## [TASK DETAILS]
Lay out the rows below as a two-column CSV with the headers input and output, giving one line per row: the row's text goes under input and its full answer under output, each in a single double-quoted field with line breaks replaced by spaces. Leave the pictures out.

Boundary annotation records

◆ ◆ ◆ ◆ ◆ ◆ ◆

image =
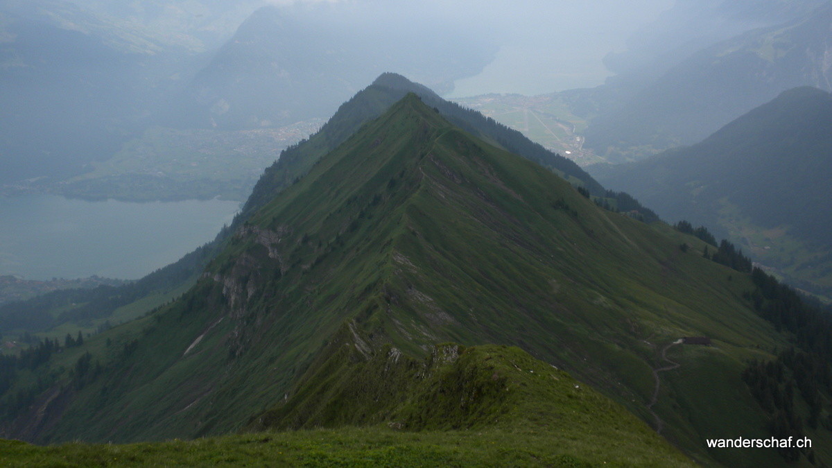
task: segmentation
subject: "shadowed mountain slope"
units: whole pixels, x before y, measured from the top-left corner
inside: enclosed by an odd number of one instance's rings
[[[705,225],[790,280],[832,292],[832,95],[795,88],[696,145],[597,167],[672,221]]]
[[[704,246],[599,208],[409,95],[257,210],[181,299],[86,344],[95,371],[43,389],[3,433],[225,433],[285,399],[308,405],[302,394],[349,389],[336,376],[356,360],[394,348],[418,358],[456,341],[518,346],[663,426],[694,456],[763,460],[701,446],[765,436],[740,376],[747,359],[767,356],[760,349],[785,342],[743,299],[747,276],[702,258]],[[686,336],[716,346],[667,351]],[[336,342],[354,350],[349,358]],[[80,352],[45,366],[71,366]],[[666,356],[681,366],[656,386]],[[366,383],[384,386],[382,376]],[[311,401],[289,426],[399,414]]]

◆ ◆ ◆ ◆ ◆ ◆ ◆

## [ANSWER TO THE TASK]
input,output
"image = task: segmentation subject: ""shadowed mountain slope"" units: whole pixels, x before y, measured from the top-left corner inside: enclosed by an odd number of one instance's rings","[[[705,225],[790,280],[832,292],[832,95],[795,88],[696,145],[597,167],[672,221]]] [[[704,246],[599,208],[409,95],[257,210],[181,299],[86,344],[95,371],[43,389],[3,433],[225,433],[285,399],[308,405],[302,394],[349,389],[336,376],[356,360],[394,348],[418,358],[456,341],[518,346],[663,426],[694,456],[763,460],[701,446],[765,436],[740,376],[747,359],[767,356],[760,349],[785,342],[743,299],[747,276],[702,258]],[[686,336],[716,346],[667,351]],[[336,342],[354,350],[349,358]],[[80,352],[45,366],[71,366]],[[666,356],[681,366],[656,386]],[[366,383],[384,386],[382,376]],[[311,401],[289,426],[399,414]]]"